DataBiosphere / dsub

Open-source command-line tool to run batch computing tasks and workflows on backend services such as Google Cloud.
Apache License 2.0
265 stars 44 forks source link

Output not getting produced by dsub #248

Closed arao0912 closed 2 years ago

arao0912 commented 2 years ago

I am an undergrad that is new to dsub and cloud bioinformatics. I am using STAR to map transcripts to the genome. The logs show that the mapping went without errors, but there is no output in the bucket I specified. I have attached the dsub script and the relevant logs. Please let me know if I should add any other parameters.

   dsub \
    --provider xxx \
    --project xxx \
    --location xxx \
    --zones xxx \
    --preemptible \
    --min-ram xxx \
    --min-cores xxx \
    --logging gs://star-mapping-bucket/logging/ \
    --input-recursive GENOME_INDEX=gs://star-mapping-bucket/genome_index \
    --input R1=gs://star-mapping-bucket/input/RT1_R_1.fastq-002.gz \
    --input R2=gs://star-mapping-bucket/input/RT1_R_2.fastq-001.gz \
    --output-recursive OUTPUT=gs://star-mapping-bucket/output/RT1 \
    --image registry.gitlab.com/hylkedonker/rna-seq \
    --script step22.sh 

Step22 script

STAR \
    --runThreadN 24 \
    --runMode alignReads \
    --readFilesCommand gunzip -c \
    --genomeDir ${GENOME_INDEX} \
    --readFilesIn ${R1} ${R2} \
    --outFileNamePrefix ${OUTPUT}

Logs:

Oct 28 20:41:20 ..... finished mapping
Oct 28 20:41:23 ..... finished successfully
2022-10-28 20:41:25 INFO: Delocalizing OUTPUT
2022-10-28 20:41:25 INFO: gsutil  -mq rsync -r /mnt/data/output/gs/star-mapping-bucket/output/RT1/ gs://star-mapping-bucket/output/RT1/
carbocation commented 2 years ago

I would suggest doing some logging in your script to understand where the error is. For example, I would print out the ${OUTPUT} variable to make sure it looks directory-like. After STAR runs, I would see whether it actually put the files into the ${OUTPUT} folder.

WHAT TO PRODUCE: Continue the forum thread about dsub not producing output, starting right after its final sentence.

Saved entries
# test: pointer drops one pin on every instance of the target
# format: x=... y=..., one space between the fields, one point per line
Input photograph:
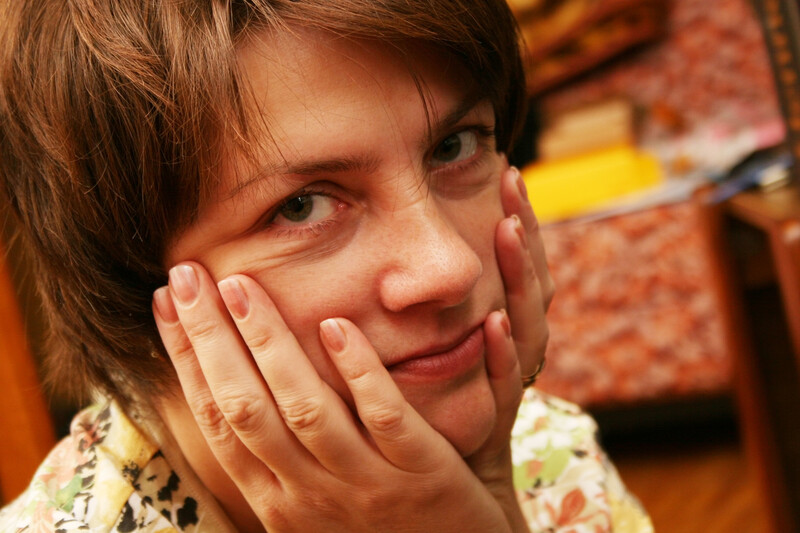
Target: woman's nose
x=427 y=261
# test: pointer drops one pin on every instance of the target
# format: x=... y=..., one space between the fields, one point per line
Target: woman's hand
x=302 y=460
x=510 y=356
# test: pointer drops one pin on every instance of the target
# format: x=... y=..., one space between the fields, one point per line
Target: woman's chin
x=465 y=416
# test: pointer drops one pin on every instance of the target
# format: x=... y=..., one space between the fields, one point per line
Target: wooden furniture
x=566 y=38
x=27 y=429
x=755 y=238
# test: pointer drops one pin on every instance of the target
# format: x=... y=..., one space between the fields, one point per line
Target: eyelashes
x=316 y=209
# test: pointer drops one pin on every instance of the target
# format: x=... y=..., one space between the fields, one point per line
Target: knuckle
x=385 y=420
x=243 y=412
x=210 y=419
x=303 y=414
x=259 y=342
x=202 y=330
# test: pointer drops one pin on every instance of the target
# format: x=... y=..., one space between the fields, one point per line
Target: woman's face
x=365 y=207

OUTPUT OF THE EXERCISE:
Since the argument is called --outFileNamePrefix, one guess is that STAR is not placing the files into your ${OUTPUT} folder; it's just putting them in the working directory. If that's true, you might give the files a prefix (e.g., --outFileNamePrefix=PRE) and then after STAR runs, copy all PRE* files to ${OUTPUT}:

# Checking that this folder path looks expected
echo "${OUTPUT}"

# Does GENOME_INDEX look like you expect?
echo "${GENOME_INDEX}"

# Are its contents populated like you expect?
/bin/ls ${GENOME_INDEX}

STAR \
    --runThreadN 24 \
    --runMode alignReads \
    --readFilesCommand gunzip -c \
    --genomeDir ${GENOME_INDEX} \
    --readFilesIn ${R1} ${R2} \
    --outFileNamePrefix PRE

# Did it create PRE* files?
/bin/ls PRE*

# This step assumes that there are files in the current working directory with prefix PRE:
cp PRE* ${OUTPUT}/

This is just my guess, but the point is that with some logging I suspect you'll be able to solve this.

wnojopra commented 2 years ago

Hi @arao0912 !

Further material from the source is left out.